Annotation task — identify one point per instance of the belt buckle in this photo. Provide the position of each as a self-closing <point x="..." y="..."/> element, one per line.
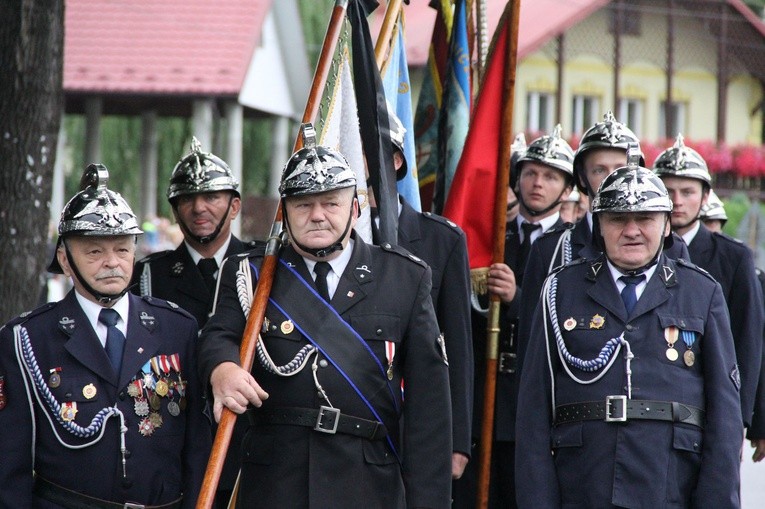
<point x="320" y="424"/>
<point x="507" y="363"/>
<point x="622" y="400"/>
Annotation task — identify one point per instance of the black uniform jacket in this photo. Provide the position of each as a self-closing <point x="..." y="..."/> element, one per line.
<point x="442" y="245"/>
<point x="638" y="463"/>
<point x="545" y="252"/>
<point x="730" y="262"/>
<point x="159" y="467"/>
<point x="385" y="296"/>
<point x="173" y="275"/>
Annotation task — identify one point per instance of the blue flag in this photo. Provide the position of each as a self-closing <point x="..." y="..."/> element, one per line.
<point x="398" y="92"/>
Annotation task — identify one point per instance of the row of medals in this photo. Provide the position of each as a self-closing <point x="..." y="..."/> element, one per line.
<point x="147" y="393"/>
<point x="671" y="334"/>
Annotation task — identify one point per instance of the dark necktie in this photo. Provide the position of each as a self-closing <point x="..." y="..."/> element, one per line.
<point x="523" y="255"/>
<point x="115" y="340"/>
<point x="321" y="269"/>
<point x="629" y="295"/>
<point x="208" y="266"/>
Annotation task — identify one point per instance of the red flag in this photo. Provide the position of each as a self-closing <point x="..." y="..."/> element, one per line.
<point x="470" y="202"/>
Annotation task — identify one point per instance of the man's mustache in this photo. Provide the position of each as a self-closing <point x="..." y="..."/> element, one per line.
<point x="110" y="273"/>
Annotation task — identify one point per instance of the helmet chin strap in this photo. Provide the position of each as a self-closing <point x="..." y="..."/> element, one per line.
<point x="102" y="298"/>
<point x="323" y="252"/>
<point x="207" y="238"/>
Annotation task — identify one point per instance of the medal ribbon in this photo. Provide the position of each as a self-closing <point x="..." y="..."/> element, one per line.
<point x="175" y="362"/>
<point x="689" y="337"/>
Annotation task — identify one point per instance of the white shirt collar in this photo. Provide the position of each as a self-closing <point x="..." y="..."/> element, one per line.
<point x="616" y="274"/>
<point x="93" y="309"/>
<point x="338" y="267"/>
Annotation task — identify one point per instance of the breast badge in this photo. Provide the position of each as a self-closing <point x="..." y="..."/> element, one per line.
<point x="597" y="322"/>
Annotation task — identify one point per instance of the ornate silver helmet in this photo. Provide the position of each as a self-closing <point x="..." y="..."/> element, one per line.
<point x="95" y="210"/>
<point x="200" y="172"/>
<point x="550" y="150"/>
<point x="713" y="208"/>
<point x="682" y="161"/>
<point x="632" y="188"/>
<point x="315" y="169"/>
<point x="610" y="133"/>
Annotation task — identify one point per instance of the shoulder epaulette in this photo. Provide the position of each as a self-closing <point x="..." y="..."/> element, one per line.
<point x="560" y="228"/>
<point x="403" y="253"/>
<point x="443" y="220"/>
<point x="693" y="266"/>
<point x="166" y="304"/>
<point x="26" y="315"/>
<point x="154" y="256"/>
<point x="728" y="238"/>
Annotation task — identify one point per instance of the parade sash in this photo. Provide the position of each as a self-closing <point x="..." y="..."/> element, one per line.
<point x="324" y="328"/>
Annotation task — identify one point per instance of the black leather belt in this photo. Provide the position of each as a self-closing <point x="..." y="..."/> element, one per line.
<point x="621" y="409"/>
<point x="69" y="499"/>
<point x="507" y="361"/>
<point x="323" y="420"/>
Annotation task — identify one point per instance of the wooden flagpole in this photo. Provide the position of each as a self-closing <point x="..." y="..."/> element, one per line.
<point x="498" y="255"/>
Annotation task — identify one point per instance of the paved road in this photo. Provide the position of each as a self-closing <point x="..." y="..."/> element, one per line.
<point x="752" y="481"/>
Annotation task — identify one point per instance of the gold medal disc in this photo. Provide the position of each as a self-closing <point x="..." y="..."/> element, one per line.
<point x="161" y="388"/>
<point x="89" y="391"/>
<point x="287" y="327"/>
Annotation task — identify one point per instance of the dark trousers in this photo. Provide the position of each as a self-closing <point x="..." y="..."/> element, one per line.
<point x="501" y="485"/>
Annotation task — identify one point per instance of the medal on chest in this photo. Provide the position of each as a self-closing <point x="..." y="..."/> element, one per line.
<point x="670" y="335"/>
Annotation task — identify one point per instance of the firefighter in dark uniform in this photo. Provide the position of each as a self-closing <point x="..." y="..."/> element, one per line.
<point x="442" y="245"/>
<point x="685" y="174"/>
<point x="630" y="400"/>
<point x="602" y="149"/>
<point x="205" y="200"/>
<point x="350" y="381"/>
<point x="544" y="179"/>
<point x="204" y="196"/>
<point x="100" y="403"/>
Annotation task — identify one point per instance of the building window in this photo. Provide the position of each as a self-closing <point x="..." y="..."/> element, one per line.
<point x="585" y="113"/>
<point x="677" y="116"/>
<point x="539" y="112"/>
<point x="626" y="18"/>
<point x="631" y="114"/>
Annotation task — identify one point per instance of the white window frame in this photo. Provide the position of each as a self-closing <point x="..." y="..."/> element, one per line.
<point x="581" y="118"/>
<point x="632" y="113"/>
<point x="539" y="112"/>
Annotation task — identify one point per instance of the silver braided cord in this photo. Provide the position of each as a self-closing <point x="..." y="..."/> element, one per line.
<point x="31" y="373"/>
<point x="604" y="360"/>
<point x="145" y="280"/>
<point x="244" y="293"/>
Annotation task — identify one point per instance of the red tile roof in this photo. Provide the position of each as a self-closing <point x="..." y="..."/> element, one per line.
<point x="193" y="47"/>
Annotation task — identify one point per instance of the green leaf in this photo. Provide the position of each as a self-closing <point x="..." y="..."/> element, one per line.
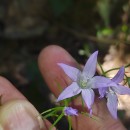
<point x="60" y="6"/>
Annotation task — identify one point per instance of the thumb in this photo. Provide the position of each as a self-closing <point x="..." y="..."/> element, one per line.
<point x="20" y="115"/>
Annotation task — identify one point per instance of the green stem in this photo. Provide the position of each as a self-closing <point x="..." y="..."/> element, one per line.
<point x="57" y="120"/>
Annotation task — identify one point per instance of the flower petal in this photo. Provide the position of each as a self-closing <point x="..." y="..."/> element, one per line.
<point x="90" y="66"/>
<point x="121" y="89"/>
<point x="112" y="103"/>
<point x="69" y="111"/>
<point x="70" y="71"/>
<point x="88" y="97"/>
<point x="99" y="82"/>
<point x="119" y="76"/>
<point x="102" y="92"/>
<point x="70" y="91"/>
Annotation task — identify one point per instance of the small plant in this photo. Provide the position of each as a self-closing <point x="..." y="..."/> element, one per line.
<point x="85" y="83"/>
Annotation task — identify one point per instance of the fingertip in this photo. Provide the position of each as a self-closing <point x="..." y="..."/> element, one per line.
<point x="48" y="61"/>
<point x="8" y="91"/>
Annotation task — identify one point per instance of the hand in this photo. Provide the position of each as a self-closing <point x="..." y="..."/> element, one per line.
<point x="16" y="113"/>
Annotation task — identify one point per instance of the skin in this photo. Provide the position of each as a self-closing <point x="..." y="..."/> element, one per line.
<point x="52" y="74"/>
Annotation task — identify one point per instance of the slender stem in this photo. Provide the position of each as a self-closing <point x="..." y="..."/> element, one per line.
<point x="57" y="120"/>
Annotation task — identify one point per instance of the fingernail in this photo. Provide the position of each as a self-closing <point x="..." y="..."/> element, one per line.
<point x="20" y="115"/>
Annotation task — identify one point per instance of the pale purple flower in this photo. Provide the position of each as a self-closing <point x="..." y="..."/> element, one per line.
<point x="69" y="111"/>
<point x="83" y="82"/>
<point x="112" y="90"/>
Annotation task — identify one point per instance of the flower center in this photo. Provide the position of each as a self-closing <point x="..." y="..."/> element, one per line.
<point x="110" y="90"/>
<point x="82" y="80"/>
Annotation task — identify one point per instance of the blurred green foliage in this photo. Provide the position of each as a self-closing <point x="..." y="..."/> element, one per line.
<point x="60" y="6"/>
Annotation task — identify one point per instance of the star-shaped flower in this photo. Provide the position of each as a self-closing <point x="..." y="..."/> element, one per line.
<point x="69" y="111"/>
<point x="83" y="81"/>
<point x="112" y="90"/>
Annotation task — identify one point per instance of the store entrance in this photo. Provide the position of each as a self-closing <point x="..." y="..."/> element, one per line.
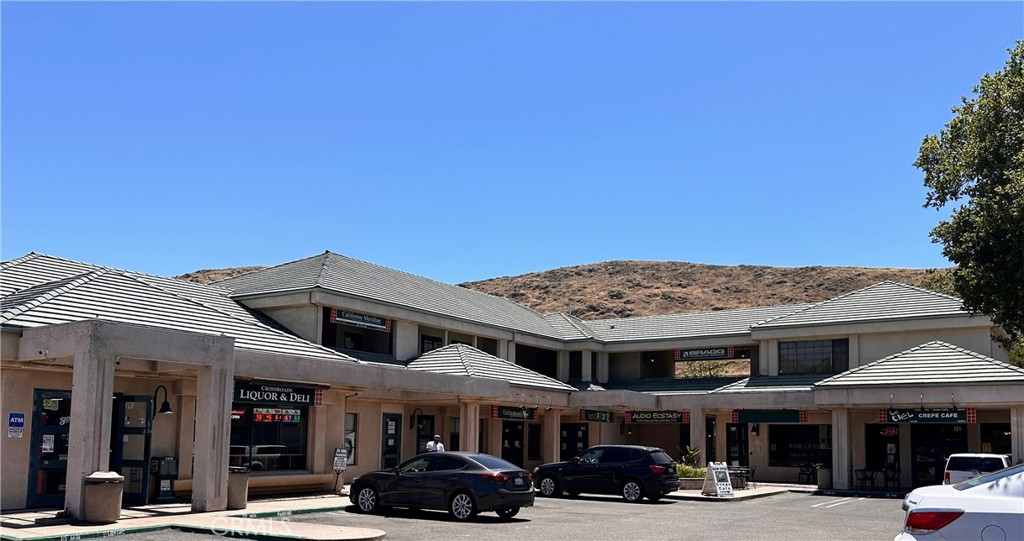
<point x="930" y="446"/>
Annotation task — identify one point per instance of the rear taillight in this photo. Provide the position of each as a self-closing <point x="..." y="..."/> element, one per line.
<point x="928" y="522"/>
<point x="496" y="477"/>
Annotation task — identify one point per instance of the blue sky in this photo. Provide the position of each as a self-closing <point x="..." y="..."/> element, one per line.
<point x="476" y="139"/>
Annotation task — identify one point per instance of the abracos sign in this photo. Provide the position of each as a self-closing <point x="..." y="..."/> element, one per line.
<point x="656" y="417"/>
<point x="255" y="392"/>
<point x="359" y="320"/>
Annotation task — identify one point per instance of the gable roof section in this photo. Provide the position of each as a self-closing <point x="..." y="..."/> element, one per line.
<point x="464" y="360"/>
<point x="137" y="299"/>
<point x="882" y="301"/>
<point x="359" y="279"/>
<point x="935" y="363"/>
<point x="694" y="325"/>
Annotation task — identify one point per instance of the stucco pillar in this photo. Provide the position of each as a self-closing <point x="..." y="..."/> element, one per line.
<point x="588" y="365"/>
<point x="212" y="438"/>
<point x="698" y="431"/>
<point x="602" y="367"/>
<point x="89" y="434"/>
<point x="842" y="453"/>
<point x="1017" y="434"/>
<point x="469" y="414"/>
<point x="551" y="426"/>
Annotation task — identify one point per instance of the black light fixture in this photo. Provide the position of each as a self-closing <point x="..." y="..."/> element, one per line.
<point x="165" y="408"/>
·····
• Problem to work on:
Print again the material above, limited to the lines from the one holding "Annotation task — identify one point per instance of the rear" through the last, inclusive.

• Result of this exercise:
Annotation task — identify one point per instance of the rear taillight in this photo. Provide the position of each as a self-closing <point x="..." y="..."/> element, one per line.
<point x="928" y="522"/>
<point x="496" y="477"/>
Annotation task — identify one point per instance of the blue sky in this photo. Provide the position of each as a self-closing <point x="..." y="..."/> element, one per line.
<point x="476" y="139"/>
Annotation task — identify one point per instance of the abracos sign in this photo. Provide the position of each as a self-closing <point x="..." y="..."/> element, one per line.
<point x="656" y="417"/>
<point x="255" y="392"/>
<point x="359" y="320"/>
Annotation task — identify one point per instance of the gable roof section in this photo. Provide the position of each as a self-closing <point x="..." y="..."/> element, one per line.
<point x="464" y="360"/>
<point x="137" y="299"/>
<point x="882" y="301"/>
<point x="359" y="279"/>
<point x="935" y="363"/>
<point x="694" y="325"/>
Annotation task — identify one point per instance of the stucco pillar in this photo. Provide the position of each as a self-closing <point x="..." y="..."/> element, one per line.
<point x="588" y="365"/>
<point x="212" y="438"/>
<point x="698" y="431"/>
<point x="602" y="367"/>
<point x="89" y="434"/>
<point x="842" y="453"/>
<point x="1017" y="434"/>
<point x="469" y="414"/>
<point x="551" y="426"/>
Annotation task — identify one point per instance of the black light fixture in this photo. Provide the position of each as a self-closing <point x="..." y="..."/> element, one per line.
<point x="165" y="408"/>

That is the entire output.